#### READING PASSAGE

Late in 2021, Huddle became pregnant and she and husband Kurt Benninger welcomed a daughter, Josephine Valerie Benninger, on April 26, 2022. Huddle did not return to competition until September, 2022, and after a solid fall season of racing and two good half-marathons in January and March, respectively, Huddle faced another setback last spring. Late in March she suffered a grade three femoral shaft stress fracture and had to use crutches. Plans to run the Ottawa Marathon last May were scrapped.
“Disappointed about this setback,” she wrote on Instagram at the time. “What I thought was a hip flexor strain last week turned out to be a stress fracture, so I’m out for a while.”
Huddle got back into racing last September, running a strong 32:50 at the Long Gull 10-K in Gloucester, Massachusetts. She hasn’t raced since then, keeping her head down as she prepared for New York. Looking back to that successful debut in 2016, it was impossible to know what would follow.
“I didn’t know what to expect the first time; that’s where you find out if you’re suited for that distance and what your potential could be,” Huddle said. “I felt like after that day we thought it’s something I could handle, something I wanted to explore more. It’s been a little bit up and down since then. I feel like I ran well in New York the second time I was here, but I did kind of bounce back and forth between the marathon and the track and I feel like I’m at the phase now where it’s just focusing on the marathon the last two years of my career and see what I can do. That fits best with where my body’s at.”
It’s a well-worn cliché to describe a marathon field as “loaded,” but it’s true of Sunday’s race. Huddle will line up with some of the history’s best marathoners, including Kenya’s Peres Jepchirchir, the 2021 NYC Marathon champion and three-time World Athletics Half-Marathon champion; Sharon Lokedi, the reigning race champion; Hellen Obiri, the 2023 Boston Marathon winner and a four-time world champion; and Brigid Kosgei, the former world record holder for the marathon (2:14:04). Ethiopia’s Letesenbet Gidey, the 10,000m world record holder, and Israel’s Lonah Chemtai Salpeter, the 2022 World Athletics Championships Marathon bronze medalist and last year’s runner-up here, are also in the field. Huddle won’t be benchmarking her performance against theirs.
“This is such a compelling women’s field,” Huddle marveled. “The race for the win is going to be really exciting. I’ll definitely be watching the race to see what happened after I’m done, but I don’t think I’ll be mixing it up up there this year.” She continued: “I think I’m just trying to have my best possible race on the day. I know what I can do and where I need to stay, pace-wise. I’m just going to focus on that.”

########
#### RECORD EXCERPTS

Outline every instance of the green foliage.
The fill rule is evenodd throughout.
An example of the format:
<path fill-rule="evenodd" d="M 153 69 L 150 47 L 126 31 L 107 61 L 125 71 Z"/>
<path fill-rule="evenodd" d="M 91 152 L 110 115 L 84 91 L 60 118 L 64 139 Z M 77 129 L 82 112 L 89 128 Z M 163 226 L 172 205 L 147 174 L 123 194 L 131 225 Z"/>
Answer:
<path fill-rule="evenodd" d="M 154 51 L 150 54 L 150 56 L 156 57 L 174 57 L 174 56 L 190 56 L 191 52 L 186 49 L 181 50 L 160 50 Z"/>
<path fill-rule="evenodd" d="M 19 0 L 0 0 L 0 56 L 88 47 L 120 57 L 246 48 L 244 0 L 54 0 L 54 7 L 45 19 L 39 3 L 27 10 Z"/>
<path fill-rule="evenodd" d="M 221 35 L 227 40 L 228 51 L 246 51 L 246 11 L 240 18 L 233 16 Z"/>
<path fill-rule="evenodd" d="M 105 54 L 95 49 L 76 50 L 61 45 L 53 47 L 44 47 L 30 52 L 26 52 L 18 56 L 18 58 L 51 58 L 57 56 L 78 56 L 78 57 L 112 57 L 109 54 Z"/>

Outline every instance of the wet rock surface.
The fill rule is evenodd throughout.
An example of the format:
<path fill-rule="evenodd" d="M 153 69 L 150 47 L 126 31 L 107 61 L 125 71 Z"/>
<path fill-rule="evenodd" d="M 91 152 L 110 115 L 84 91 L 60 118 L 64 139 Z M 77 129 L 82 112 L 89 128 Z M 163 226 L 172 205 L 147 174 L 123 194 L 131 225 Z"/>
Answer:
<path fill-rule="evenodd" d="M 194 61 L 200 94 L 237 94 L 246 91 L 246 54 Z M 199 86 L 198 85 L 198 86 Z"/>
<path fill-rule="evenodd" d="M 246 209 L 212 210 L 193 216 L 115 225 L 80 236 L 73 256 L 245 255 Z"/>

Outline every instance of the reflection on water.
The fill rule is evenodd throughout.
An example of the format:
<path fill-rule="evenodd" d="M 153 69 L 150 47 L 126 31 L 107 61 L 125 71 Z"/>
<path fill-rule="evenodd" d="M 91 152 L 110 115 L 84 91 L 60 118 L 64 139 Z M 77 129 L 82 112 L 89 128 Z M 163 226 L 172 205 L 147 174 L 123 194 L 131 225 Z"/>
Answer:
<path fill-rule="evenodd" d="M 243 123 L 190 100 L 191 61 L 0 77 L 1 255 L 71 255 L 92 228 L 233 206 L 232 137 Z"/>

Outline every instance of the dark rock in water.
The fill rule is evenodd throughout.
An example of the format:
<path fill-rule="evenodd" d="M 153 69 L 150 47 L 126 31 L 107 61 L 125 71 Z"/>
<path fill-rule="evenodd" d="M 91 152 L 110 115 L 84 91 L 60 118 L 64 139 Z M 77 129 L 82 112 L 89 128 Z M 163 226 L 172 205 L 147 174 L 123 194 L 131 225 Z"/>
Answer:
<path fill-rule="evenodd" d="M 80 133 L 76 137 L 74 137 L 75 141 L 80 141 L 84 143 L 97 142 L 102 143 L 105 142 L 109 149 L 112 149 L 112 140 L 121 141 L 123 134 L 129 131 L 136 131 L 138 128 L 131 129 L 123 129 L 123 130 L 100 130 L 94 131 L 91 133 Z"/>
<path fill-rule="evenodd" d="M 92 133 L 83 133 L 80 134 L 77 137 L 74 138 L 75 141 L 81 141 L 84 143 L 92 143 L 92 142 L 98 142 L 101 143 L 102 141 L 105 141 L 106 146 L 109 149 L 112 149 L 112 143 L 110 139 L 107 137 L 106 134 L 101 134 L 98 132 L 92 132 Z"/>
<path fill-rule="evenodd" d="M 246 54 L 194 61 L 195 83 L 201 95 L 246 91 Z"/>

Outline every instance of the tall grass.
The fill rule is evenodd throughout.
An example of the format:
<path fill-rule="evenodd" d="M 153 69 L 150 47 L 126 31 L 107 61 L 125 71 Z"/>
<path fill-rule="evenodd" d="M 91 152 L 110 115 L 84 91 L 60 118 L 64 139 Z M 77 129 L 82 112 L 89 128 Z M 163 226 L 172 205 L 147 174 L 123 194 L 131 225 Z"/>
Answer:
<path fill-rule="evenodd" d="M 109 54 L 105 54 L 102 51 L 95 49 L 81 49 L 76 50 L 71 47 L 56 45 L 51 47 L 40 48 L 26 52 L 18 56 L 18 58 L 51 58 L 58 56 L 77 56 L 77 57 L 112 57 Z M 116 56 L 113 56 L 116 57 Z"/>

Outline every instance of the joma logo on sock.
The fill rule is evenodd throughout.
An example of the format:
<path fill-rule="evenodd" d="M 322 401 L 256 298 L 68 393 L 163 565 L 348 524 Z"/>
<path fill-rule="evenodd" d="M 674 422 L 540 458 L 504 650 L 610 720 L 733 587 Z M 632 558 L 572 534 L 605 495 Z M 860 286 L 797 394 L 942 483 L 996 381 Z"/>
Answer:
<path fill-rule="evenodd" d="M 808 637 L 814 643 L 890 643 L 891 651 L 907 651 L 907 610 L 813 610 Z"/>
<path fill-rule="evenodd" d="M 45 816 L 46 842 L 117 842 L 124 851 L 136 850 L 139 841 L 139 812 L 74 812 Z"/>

########

● GOAL OF THE EXERCISE:
Write the next part of the article about Huddle's preparation for the New York marathon, picking up right after its final sentence.

● RESPONSE TO THE EXERCISE:
Huddle said she didn’t want to go into next February’s USA Olympic Team Trials Marathon without having a fall marathon under her belt. She had hoped to run earlier in the fall, to give her more time to recover before the Trials, but with last spring’s injury she needed more time to get ready.
“We had ideally hoped that I could run a marathon in the September time frame, but I got a stress fracture in March and I don’t think I’d be ready in time,” she explained. “We didn’t want to not do a fall marathon because I just haven’t finished a marathon in a long time. So, when the opportunity to run New York came around we thought, you know, we’ll take that and do a little bit of a conservative build-up, and get across the finish line, have a good experience, and have a marathon under my belt.”
As for a time goal, Huddle is hoping to achieve what is effectively the “B” standard for making the Paris 2024 Olympic Games. Under next year’s qualifying system the United States can send one athlete who has not achieved the full entry standard of 2:26:50 as long as at least three American women have made that standard and two of the three women named to the team have the full standard.
“Hopefully, run under the 2:29:30 time you need and then get ready for the Trials,” Huddle said when asked about her main goals for the race.
Sunday’s marathon will be Huddle’s first as a mother. New York Road Runners, the race founders and organizers, have given Huddle two rooms so Josephine can sleep with husband Kurt the night before the race and give Huddle more time to rest.
“I’m hoping I get a boost from, like, sleeping and, like, having some space on Saturday,” Huddle said. “I got to sleep last night, too, which is great.”